# WHAT YOU NEED TO DO
Transcribe each entry exactly as it appears, leaving out any picture it holds.
# # # # # # #
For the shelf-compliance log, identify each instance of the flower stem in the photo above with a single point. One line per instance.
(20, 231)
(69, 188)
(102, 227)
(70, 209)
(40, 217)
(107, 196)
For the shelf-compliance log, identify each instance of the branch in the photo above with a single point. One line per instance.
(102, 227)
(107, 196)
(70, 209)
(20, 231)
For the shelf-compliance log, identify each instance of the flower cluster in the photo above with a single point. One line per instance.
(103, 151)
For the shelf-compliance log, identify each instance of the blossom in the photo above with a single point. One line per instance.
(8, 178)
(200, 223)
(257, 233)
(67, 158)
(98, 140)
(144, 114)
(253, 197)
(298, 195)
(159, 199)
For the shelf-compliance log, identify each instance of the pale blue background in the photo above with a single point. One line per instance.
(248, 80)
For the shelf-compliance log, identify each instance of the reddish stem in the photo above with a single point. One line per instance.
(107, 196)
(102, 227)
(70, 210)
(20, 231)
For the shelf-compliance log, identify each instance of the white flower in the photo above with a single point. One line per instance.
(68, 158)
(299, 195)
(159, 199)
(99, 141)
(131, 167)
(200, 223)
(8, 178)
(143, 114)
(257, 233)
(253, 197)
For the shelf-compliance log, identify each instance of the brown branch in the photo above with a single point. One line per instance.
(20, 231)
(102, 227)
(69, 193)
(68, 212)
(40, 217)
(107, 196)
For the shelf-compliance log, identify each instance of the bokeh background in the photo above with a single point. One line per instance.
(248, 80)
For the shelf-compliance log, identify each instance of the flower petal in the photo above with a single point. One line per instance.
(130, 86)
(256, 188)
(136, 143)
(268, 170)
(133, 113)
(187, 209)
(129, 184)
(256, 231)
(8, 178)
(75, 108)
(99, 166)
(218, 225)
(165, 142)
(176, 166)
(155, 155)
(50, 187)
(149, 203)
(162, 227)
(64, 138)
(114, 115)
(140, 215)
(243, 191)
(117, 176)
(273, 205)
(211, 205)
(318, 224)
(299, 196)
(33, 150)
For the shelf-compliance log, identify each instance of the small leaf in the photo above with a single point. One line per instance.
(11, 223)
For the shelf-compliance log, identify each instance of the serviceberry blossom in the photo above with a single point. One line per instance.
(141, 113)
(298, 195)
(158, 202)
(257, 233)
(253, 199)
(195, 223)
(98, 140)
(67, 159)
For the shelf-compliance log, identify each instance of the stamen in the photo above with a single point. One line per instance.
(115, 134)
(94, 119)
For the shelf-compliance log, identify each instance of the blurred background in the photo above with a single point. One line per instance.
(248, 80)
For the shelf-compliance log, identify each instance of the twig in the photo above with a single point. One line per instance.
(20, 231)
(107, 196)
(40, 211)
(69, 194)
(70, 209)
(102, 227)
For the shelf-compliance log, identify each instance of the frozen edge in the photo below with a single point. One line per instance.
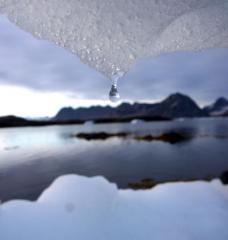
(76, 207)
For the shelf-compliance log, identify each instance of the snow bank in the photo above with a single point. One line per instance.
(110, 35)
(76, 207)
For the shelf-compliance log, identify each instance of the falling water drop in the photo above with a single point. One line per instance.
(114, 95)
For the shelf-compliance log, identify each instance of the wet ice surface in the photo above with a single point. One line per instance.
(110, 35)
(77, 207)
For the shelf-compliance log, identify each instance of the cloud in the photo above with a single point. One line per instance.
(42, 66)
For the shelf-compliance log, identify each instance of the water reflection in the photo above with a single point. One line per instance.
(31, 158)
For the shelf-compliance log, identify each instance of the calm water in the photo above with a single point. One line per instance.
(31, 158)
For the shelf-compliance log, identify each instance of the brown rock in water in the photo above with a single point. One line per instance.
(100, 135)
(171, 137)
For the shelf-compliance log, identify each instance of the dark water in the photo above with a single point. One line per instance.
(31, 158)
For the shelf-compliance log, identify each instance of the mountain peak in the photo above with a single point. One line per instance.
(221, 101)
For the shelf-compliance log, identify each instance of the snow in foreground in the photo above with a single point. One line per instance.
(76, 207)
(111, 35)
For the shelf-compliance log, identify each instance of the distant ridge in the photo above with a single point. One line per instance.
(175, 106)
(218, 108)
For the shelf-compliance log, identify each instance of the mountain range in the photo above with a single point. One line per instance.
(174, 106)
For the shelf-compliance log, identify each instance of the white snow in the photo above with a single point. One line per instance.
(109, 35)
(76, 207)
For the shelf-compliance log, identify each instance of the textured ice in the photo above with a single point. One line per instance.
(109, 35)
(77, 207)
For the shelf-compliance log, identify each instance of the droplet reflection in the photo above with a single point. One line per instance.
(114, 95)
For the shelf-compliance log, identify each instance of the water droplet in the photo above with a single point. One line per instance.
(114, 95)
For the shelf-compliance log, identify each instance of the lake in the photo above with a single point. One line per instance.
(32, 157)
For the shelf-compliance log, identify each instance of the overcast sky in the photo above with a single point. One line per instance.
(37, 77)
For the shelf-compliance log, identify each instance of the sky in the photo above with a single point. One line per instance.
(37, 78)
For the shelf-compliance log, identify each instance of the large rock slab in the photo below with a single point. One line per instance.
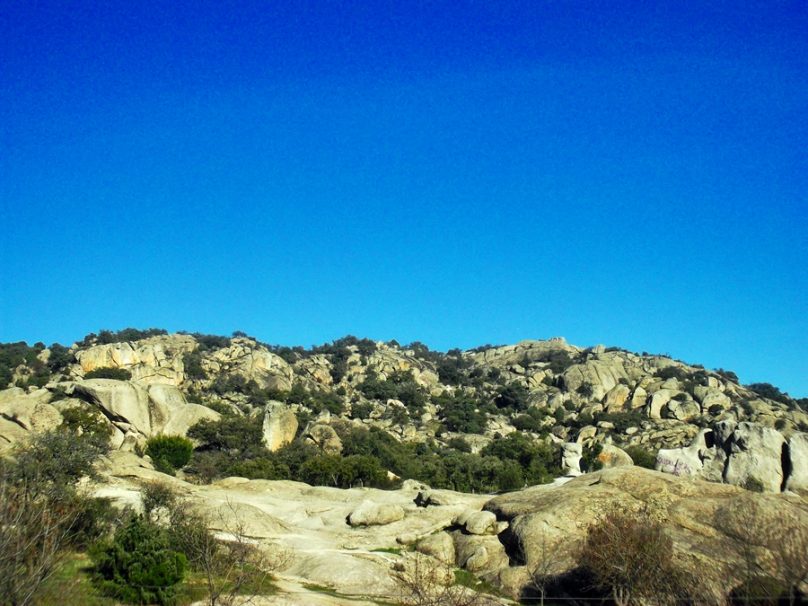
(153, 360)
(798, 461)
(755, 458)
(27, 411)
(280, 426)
# # # # # # #
# EXERCISE SOLUTION
For the shelf-compliance log, identify each instance of the flower stem in the photo above with a single point. One line per instance.
(20, 231)
(69, 188)
(102, 227)
(70, 209)
(40, 217)
(107, 196)
For the shelf-compliance log, identify each instance of the branch in the photo above with a single point. One line per instance.
(102, 227)
(107, 196)
(70, 209)
(20, 231)
For the shelf-compliance log, identify each instance of the flower cluster in the photo above with a single point. One line per instance.
(103, 151)
For the shelf-compliance log, identify each instance of the blossom in the photo above with a single point. One line per instance.
(8, 178)
(200, 223)
(257, 233)
(67, 158)
(98, 140)
(144, 114)
(253, 197)
(298, 195)
(159, 199)
For the shelf-compliance log, identify each instance of the pale blue background in the photo above with a single point. One line per instance.
(248, 80)
For the shelf-compliance log, identify each instance of the reddish stem in the photo above with a single point. One line per instance.
(107, 196)
(102, 227)
(70, 210)
(20, 231)
For the shelf-compliance log, identify each instance of the white flower in the photo above with a single point. One line per instance.
(68, 158)
(299, 195)
(159, 199)
(99, 141)
(131, 167)
(200, 223)
(8, 178)
(143, 114)
(257, 233)
(253, 197)
For the shelf-compliance log, identify each instance of the brown branch in the photo above with a single point. One line per instance.
(20, 231)
(102, 227)
(69, 193)
(68, 212)
(40, 217)
(107, 196)
For the shelf-compliance log, identify each instance of the bokeh background in the photo above with a single point. One line per instance.
(248, 80)
For the shelf-compliance log, identify each instance of the flower petal in the photo above with a single point. One line per instance.
(130, 86)
(256, 188)
(136, 143)
(268, 170)
(133, 113)
(187, 209)
(129, 184)
(256, 231)
(8, 178)
(75, 108)
(99, 166)
(218, 225)
(165, 142)
(176, 166)
(155, 155)
(50, 187)
(149, 203)
(162, 227)
(64, 138)
(114, 115)
(140, 215)
(243, 191)
(117, 176)
(273, 205)
(211, 205)
(318, 224)
(299, 196)
(33, 150)
For the shelf-compliance log, identify each instance of the small leaf in the photo above with a single point. One line per instance.
(11, 223)
For the shelf-compliance log, identify each instance of the serviceberry blossom in the photo above with a single point. One line per instance.
(141, 113)
(298, 195)
(158, 202)
(257, 233)
(253, 199)
(195, 223)
(98, 140)
(67, 159)
For the shelf-compliance log, identify each instance of the stamen in the photo above with a single point. One line per instance.
(115, 134)
(94, 119)
For the shelf-compliance log, identify each instance of the blurred background in the photo above with a single point. One line per instance.
(248, 80)
For the shelf-compliance log, identify each instance of the twig in the photo above with a single point. One line per instance.
(20, 231)
(107, 196)
(40, 211)
(69, 194)
(70, 209)
(102, 227)
For the shelf-compliance log, identify each instance of the frozen edge in the photo below with a single point. One line per instance.
(76, 207)
For the shelf-compliance log, identify each instance of the snow bank in the photo above with a single point. One line per instance.
(110, 35)
(76, 207)
For the shelf-compliance log, identify each instance of the falling water drop in the photo above with a single point. One line per instance.
(114, 95)
For the shelf-compliance log, identify each instance of the wet ice surface in the photo above with a single point. One line per instance.
(110, 35)
(77, 207)
For the shelf-compliance log, identify each instance of the cloud in the photo above with a single point. One line per instance.
(42, 66)
For the shelf-compliance log, identify each instance of the water reflection in the photo above with a single point. One line per instance.
(31, 158)
For the shelf-compliance log, identify each instance of the calm water in the photo above with a single point. One line per instance.
(31, 158)
For the shelf-compliance log, identify each instance of the brown rock in water in the photo above with a single point. One line per instance.
(100, 135)
(171, 137)
For the shelf-compliance log, identify each instance of the dark water in the photo above with a single point. One line per instance.
(31, 158)
For the shelf-compliance log, identify each instance of the mountain peak in the photo above with a single point. One line per instance.
(221, 101)
For the shelf-compliance log, identify each instance of the snow in foreground in the photo above with a single point. One line per instance.
(76, 207)
(111, 35)
For the shelf-compliance log, identify each instance of the distant ridge in the photo above with a single point. One line per instance.
(175, 106)
(218, 108)
For the shelf-compliance log, identify each instance of the mountain range in the photo above with a single point. One line per instance.
(174, 106)
For the shelf-compliance log, identify each instance of the white snow in the photo above with a single point. One line per instance.
(109, 35)
(76, 207)
For the shelf-compliance log, identify each instance of the textured ice in the photo above with a single point. One line per instance.
(109, 35)
(77, 207)
For the shelf-compliance log, identify each instance of the droplet reflection in the photo above with a single point. One line per instance.
(114, 95)
For the shelf-compliance log, identify each instance of the water droplet in the photo above with a single point. One line per instance.
(114, 95)
For the shelf-compliance log, identify each instance of the lake in the photo above with a single point. One line per instance.
(32, 157)
For the shelf-compliance log, identify each instance of the overcast sky in the photo above with a single point. One line per instance.
(37, 77)
For the shelf-compliance log, identify each instance of the sky in the photo above with a single point. One line per instance.
(37, 78)
For the shelf-compliance log, identify each instance of the large rock slab in the photo below with a single point. One line per instance.
(153, 360)
(798, 461)
(755, 458)
(27, 411)
(280, 426)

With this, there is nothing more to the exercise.